*Work to complete:* Copy out every line of the records below that contains the string "background". Case counts.

*Supplied material:*
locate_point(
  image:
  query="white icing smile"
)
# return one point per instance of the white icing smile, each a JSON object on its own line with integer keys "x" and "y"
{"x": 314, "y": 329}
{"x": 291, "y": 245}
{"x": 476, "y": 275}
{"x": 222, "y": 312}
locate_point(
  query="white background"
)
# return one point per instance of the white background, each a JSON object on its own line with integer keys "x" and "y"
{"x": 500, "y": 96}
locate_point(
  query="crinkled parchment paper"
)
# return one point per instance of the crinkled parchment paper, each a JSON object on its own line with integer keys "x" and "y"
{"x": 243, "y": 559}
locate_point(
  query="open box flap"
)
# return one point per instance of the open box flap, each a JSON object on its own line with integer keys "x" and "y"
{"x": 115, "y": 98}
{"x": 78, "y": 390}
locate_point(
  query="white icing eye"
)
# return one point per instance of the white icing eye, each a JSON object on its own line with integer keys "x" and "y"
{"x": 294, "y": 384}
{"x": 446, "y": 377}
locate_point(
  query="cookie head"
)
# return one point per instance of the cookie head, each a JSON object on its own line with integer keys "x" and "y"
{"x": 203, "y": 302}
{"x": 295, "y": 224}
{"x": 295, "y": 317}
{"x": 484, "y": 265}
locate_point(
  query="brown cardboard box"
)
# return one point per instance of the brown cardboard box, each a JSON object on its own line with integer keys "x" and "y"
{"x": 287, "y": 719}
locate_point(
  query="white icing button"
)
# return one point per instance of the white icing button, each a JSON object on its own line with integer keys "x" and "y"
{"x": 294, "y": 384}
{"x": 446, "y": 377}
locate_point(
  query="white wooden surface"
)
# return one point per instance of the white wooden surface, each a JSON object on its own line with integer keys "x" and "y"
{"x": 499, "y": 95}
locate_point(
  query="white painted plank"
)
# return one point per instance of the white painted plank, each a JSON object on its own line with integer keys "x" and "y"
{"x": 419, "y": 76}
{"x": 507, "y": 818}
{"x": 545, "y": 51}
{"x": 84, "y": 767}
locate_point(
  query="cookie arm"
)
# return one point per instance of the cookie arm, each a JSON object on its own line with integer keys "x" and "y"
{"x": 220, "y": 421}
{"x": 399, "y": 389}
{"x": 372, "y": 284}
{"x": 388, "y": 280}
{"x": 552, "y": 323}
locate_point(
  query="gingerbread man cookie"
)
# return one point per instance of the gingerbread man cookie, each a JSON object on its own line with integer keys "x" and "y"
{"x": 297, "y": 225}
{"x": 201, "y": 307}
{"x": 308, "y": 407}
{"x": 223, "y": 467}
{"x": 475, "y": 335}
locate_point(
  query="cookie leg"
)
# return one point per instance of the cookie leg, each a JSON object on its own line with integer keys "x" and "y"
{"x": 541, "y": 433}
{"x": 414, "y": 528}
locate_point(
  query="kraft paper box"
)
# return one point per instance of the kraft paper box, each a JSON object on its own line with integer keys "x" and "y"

*Correct response:*
  query="white background"
# return one point per instance of the white background, each a JSON object on its own line with integer keys "x" and "y"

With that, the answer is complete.